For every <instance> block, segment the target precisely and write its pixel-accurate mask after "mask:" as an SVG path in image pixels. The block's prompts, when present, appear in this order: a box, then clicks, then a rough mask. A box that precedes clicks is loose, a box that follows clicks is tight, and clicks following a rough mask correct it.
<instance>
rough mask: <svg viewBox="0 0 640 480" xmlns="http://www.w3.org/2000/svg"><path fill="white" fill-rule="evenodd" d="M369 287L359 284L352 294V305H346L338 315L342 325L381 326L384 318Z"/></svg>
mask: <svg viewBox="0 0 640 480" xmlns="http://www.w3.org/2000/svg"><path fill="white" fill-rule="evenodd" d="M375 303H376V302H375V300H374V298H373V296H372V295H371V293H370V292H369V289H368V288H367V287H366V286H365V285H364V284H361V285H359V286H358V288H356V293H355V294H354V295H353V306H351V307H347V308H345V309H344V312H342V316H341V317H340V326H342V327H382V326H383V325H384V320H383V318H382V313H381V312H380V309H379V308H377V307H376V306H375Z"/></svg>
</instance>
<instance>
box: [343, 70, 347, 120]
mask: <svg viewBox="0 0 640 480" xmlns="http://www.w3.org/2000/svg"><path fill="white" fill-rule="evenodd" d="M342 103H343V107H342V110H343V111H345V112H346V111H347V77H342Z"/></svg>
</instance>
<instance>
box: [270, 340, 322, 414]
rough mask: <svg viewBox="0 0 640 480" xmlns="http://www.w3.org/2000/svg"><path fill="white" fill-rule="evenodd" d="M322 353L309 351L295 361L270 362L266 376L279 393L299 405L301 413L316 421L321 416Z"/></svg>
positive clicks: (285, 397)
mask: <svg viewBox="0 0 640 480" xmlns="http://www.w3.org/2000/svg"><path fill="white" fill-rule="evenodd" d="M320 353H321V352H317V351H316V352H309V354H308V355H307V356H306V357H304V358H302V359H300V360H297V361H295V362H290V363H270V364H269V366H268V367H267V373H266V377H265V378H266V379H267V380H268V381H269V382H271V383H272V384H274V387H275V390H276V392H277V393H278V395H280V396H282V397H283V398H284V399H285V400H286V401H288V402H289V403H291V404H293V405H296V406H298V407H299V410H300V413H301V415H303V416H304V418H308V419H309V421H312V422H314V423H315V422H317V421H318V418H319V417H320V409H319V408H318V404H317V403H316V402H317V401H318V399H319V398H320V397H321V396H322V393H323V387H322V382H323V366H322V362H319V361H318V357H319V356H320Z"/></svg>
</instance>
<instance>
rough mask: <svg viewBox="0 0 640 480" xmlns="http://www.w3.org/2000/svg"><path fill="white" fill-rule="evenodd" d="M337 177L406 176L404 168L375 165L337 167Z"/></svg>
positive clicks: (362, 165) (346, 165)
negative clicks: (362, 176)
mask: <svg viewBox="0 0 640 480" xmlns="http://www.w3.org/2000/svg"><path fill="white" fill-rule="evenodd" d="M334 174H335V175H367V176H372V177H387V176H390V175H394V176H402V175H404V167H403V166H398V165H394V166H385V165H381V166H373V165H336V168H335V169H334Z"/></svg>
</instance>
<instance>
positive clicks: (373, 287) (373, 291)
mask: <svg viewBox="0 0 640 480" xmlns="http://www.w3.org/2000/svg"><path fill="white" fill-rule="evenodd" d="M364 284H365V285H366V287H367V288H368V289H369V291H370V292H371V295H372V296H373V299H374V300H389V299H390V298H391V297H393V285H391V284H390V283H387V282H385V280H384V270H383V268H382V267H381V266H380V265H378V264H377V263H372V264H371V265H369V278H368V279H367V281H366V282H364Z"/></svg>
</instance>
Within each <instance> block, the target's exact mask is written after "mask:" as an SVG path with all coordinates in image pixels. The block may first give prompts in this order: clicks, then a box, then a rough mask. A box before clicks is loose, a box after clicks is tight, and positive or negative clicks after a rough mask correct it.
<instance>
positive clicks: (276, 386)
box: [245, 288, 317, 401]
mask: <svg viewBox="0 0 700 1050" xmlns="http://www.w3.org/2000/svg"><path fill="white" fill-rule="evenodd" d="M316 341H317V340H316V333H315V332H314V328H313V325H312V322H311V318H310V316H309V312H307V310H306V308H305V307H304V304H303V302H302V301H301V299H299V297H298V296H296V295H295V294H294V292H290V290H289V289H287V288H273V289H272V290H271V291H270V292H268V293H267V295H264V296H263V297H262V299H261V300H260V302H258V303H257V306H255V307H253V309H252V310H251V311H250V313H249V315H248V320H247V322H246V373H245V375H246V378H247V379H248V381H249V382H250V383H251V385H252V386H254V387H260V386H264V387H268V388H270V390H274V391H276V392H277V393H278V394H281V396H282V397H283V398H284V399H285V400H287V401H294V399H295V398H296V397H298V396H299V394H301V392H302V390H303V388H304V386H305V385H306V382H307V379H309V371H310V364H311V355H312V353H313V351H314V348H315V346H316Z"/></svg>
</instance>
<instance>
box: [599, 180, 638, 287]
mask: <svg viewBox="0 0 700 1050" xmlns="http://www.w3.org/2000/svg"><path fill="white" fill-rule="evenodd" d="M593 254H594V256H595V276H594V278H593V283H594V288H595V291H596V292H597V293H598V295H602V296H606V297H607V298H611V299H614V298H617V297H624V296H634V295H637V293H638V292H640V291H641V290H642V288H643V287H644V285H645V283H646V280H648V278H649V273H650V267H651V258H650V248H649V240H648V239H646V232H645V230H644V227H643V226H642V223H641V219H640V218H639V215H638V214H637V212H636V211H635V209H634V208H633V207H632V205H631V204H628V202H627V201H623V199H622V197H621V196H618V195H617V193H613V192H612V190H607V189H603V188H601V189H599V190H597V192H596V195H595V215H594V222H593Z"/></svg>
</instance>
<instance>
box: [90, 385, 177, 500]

+---+

What is needed:
Your answer must consist of every line above, transcribed verbatim.

Result of this exercise:
For every <instance> block, segment the target precisely and write its pixel-accurate mask after "mask:" as an SVG path in image pixels. The block's prompts, when present, appear in this order: a box, then clicks, then a rough mask. A box that precedes clicks is loose, a box that follows clicks is tight, and clicks following a rough mask correct it.
<instance>
rough mask: <svg viewBox="0 0 640 480" xmlns="http://www.w3.org/2000/svg"><path fill="white" fill-rule="evenodd" d="M369 287L359 284L352 294V305H346L338 315L342 325L381 326L384 318Z"/></svg>
mask: <svg viewBox="0 0 640 480" xmlns="http://www.w3.org/2000/svg"><path fill="white" fill-rule="evenodd" d="M375 303H376V302H375V300H374V298H373V296H372V295H371V293H370V292H369V289H368V288H367V287H366V286H365V285H364V284H361V285H359V286H358V288H356V293H355V294H354V295H353V306H351V307H347V308H345V309H344V312H342V316H341V317H340V326H342V327H382V326H383V325H384V320H383V318H382V313H381V312H380V309H379V308H377V307H376V306H375Z"/></svg>
</instance>
<instance>
box: [343, 70, 347, 120]
mask: <svg viewBox="0 0 640 480" xmlns="http://www.w3.org/2000/svg"><path fill="white" fill-rule="evenodd" d="M342 103H343V107H342V110H343V111H345V112H346V111H347V77H342Z"/></svg>
</instance>
<instance>
box: [270, 340, 322, 414]
rough mask: <svg viewBox="0 0 640 480" xmlns="http://www.w3.org/2000/svg"><path fill="white" fill-rule="evenodd" d="M322 353L309 351L295 361L270 362L266 376L279 393L299 405L301 413L316 421L321 416Z"/></svg>
positive clicks: (285, 397)
mask: <svg viewBox="0 0 640 480" xmlns="http://www.w3.org/2000/svg"><path fill="white" fill-rule="evenodd" d="M320 353H321V352H317V351H316V352H309V354H308V355H307V356H306V357H304V358H302V359H300V360H297V361H295V362H290V363H270V364H269V366H268V367H267V373H266V377H265V378H266V379H267V380H268V381H269V382H271V383H272V384H274V387H275V390H276V392H277V393H278V395H280V396H282V397H283V398H284V399H285V400H286V401H288V402H289V403H291V404H293V405H296V406H298V407H299V410H300V413H301V415H303V416H304V418H308V419H309V421H312V422H314V423H315V422H317V421H318V418H319V417H320V409H319V408H318V404H317V403H316V402H317V401H318V399H319V398H320V397H321V396H322V393H323V387H322V382H323V366H322V362H319V361H318V357H319V356H320Z"/></svg>
</instance>
<instance>
rough mask: <svg viewBox="0 0 640 480" xmlns="http://www.w3.org/2000/svg"><path fill="white" fill-rule="evenodd" d="M337 177L406 176L404 168L375 165L337 167Z"/></svg>
positive clicks: (362, 165) (346, 165)
negative clicks: (362, 176)
mask: <svg viewBox="0 0 640 480" xmlns="http://www.w3.org/2000/svg"><path fill="white" fill-rule="evenodd" d="M334 174H335V175H367V176H372V177H387V176H390V175H394V176H402V175H404V167H403V166H398V165H394V166H385V165H381V166H373V165H336V168H335V169H334Z"/></svg>
</instance>
<instance>
positive clicks: (373, 287) (373, 291)
mask: <svg viewBox="0 0 640 480" xmlns="http://www.w3.org/2000/svg"><path fill="white" fill-rule="evenodd" d="M364 284H365V285H366V287H367V288H368V289H369V291H370V292H371V295H372V296H373V299H374V300H389V299H390V298H391V297H393V285H391V284H390V283H387V282H385V280H384V270H383V268H382V267H381V266H380V265H378V264H377V263H372V264H371V265H369V278H368V279H367V281H366V282H364Z"/></svg>
</instance>
Within each <instance> block, the target's exact mask is written after "mask:" as an SVG path with all coordinates in image pixels. The block may first give prompts in this order: clicks, then a box, then a rough mask. A box before clicks is loose, a box after clicks is tight, and positive or negative clicks after a rough mask correct it.
<instance>
positive clicks: (276, 386)
box: [245, 288, 317, 401]
mask: <svg viewBox="0 0 700 1050" xmlns="http://www.w3.org/2000/svg"><path fill="white" fill-rule="evenodd" d="M316 341H317V340H316V333H315V332H314V328H313V325H312V322H311V318H310V316H309V312H307V310H306V308H305V307H304V304H303V302H302V301H301V299H299V297H298V296H296V295H295V294H294V292H290V290H289V289H287V288H273V289H272V290H271V291H270V292H268V293H267V295H264V296H263V297H262V299H261V300H260V302H258V303H257V306H255V307H253V309H252V310H251V311H250V313H249V315H248V320H247V322H246V373H245V375H246V378H247V379H248V381H249V382H250V383H251V385H252V386H254V387H260V386H264V387H268V388H270V390H274V391H276V392H277V393H278V394H281V396H282V397H283V398H284V399H285V400H287V401H294V399H295V398H296V397H298V396H299V394H301V392H302V390H303V388H304V386H305V385H306V382H307V379H309V371H310V364H311V355H312V353H313V351H314V348H315V346H316Z"/></svg>
</instance>
<instance>
box: [599, 180, 638, 287]
mask: <svg viewBox="0 0 700 1050" xmlns="http://www.w3.org/2000/svg"><path fill="white" fill-rule="evenodd" d="M593 254H594V256H595V276H594V278H593V283H594V288H595V291H596V292H597V293H598V295H602V296H606V297H607V298H611V299H614V298H617V297H624V296H634V295H637V293H638V292H640V291H641V290H642V288H643V287H644V285H645V283H646V280H648V278H649V273H650V267H651V258H650V248H649V240H648V239H646V232H645V230H644V227H643V226H642V223H641V219H640V218H639V215H638V214H637V212H636V211H635V209H634V208H633V207H632V205H631V204H628V202H627V201H623V199H622V197H621V196H618V195H617V193H613V192H612V190H607V189H603V188H601V189H599V190H597V192H596V195H595V215H594V222H593Z"/></svg>
</instance>
<instance>
box: [90, 385, 177, 500]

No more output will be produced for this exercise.